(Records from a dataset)
= = = = = = =

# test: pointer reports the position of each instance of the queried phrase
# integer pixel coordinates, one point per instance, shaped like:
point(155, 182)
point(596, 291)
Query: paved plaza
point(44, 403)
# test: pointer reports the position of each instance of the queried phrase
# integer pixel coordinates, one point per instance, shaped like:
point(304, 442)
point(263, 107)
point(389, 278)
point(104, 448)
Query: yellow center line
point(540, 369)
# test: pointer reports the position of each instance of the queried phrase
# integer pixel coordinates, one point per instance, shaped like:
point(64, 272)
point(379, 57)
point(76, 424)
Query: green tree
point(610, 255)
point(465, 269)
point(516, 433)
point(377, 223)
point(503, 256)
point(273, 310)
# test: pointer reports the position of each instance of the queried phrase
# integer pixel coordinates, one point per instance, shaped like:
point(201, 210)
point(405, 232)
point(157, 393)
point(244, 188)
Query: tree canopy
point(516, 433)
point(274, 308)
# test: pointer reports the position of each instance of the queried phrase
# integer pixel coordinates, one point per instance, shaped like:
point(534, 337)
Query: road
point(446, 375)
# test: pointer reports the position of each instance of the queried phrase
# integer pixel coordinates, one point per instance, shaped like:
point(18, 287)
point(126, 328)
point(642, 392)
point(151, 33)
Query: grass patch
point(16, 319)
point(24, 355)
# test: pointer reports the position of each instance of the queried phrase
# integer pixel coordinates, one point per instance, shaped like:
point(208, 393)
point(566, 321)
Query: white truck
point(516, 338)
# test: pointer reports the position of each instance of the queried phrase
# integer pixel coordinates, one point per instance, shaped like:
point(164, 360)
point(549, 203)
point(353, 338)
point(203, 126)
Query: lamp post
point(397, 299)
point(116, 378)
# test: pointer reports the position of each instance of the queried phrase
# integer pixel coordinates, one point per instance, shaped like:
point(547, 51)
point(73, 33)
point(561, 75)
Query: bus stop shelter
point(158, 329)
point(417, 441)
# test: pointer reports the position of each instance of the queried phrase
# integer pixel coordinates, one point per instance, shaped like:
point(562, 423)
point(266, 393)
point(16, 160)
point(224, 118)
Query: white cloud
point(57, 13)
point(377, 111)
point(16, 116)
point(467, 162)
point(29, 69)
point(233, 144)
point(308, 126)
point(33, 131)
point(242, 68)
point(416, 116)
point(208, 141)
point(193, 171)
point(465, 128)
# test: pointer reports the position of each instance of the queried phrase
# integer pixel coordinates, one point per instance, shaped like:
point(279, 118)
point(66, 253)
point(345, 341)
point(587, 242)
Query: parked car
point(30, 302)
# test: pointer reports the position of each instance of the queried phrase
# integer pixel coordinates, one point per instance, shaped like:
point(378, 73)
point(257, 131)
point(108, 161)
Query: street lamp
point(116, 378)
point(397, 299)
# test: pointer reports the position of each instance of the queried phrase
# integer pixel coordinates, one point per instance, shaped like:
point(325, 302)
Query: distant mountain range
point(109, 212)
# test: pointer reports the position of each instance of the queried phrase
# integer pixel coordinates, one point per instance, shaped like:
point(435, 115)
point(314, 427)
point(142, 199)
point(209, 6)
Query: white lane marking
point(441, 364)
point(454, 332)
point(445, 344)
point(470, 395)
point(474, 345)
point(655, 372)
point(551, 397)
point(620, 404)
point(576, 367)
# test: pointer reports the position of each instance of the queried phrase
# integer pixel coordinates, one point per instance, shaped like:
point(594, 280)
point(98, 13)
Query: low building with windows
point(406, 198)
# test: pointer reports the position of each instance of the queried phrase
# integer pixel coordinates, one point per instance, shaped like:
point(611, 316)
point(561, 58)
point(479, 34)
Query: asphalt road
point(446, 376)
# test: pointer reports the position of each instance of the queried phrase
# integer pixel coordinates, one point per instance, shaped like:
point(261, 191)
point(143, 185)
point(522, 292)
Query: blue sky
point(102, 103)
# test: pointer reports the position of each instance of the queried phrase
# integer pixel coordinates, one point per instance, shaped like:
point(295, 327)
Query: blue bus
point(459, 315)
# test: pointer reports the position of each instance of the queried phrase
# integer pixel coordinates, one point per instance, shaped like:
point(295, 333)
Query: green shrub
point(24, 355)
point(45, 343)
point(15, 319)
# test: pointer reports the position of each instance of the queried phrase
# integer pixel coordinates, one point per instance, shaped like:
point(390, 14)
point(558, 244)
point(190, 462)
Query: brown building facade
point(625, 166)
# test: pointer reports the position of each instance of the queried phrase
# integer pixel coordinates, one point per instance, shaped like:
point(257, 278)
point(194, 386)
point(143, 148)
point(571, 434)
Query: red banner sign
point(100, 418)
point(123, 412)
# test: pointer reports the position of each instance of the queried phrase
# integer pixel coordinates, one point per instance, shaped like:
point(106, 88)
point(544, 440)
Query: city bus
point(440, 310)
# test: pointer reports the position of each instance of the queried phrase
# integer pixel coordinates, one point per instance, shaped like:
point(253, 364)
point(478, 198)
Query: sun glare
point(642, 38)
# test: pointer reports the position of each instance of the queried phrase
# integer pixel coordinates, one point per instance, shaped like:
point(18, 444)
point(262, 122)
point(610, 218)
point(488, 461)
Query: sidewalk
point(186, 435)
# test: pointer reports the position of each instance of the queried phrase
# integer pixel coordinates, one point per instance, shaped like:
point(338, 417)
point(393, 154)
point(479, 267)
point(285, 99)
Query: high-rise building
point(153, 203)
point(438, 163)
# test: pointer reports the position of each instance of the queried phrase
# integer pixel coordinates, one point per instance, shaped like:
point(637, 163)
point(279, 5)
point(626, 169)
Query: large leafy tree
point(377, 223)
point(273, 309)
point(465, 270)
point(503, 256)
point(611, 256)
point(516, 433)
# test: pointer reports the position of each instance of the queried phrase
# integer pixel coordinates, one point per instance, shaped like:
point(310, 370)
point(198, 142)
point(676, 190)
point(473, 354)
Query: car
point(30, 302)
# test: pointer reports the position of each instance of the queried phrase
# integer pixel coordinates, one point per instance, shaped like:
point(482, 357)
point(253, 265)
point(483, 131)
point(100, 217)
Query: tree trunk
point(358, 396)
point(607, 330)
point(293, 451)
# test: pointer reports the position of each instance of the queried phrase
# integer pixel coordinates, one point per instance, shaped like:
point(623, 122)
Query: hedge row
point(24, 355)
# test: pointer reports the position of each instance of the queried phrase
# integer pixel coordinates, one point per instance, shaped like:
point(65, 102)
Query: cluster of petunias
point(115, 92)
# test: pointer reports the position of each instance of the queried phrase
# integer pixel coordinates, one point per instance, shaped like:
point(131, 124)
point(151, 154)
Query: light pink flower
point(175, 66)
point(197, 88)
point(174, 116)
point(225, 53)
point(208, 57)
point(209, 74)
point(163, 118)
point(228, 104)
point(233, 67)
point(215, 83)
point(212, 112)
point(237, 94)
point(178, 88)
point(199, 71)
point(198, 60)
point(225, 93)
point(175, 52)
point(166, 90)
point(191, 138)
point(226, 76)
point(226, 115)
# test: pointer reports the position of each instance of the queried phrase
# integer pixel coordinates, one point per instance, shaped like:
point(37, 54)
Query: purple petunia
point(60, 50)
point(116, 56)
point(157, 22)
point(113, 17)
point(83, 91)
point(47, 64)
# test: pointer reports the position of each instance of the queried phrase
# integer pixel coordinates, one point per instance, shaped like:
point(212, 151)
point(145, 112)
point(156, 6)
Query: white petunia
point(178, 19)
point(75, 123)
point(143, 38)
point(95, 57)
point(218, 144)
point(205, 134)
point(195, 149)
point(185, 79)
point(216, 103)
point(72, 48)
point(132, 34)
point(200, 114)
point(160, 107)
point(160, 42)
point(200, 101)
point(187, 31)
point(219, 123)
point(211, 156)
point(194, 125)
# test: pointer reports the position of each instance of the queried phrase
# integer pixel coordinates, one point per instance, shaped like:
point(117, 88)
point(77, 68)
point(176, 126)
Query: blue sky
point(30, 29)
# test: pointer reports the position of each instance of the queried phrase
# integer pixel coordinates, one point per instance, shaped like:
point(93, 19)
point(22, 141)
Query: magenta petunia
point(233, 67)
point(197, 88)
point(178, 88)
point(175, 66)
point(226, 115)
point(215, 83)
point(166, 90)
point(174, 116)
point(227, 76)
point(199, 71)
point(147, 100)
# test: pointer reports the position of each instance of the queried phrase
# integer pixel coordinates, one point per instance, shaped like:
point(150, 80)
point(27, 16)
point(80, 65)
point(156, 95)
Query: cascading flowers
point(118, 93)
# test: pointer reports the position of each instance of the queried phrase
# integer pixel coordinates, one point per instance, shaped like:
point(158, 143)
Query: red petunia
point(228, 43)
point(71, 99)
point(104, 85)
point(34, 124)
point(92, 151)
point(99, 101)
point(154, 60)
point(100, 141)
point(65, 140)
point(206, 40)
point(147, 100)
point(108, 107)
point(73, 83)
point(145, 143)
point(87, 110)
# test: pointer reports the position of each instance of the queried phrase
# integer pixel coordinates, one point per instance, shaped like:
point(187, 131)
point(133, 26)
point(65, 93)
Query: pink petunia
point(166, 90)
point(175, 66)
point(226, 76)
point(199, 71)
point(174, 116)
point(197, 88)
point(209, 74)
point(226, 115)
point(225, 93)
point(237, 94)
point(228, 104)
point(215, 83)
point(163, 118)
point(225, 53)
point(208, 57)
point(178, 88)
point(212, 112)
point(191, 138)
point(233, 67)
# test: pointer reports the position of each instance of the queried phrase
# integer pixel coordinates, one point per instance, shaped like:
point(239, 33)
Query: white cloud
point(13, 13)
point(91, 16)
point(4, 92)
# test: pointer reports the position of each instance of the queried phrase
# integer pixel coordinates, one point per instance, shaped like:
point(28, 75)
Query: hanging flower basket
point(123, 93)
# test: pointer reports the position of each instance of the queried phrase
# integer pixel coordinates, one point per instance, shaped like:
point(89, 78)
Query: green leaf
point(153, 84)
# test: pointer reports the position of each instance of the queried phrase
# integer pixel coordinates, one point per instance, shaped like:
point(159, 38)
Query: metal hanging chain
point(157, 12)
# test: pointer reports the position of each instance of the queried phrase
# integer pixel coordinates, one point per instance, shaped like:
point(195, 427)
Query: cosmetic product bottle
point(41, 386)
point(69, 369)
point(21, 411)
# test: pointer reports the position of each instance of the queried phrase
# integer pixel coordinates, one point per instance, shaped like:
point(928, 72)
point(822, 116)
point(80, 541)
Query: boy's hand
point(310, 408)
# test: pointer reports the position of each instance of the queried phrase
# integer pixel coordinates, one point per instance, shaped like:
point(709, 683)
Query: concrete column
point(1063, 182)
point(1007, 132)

= = = = = = =

Please transcribe exactly the lines above from the line that has "point(325, 302)" up to and including the line that has "point(209, 6)"; no other line belongs in the answer.

Response for this exercise:
point(325, 302)
Query: distant mountain range
point(109, 212)
# test: pointer reports the position of each instance of the queried phrase
# integer pixel coordinates, one point per instance, shaped like:
point(435, 115)
point(314, 427)
point(142, 199)
point(209, 6)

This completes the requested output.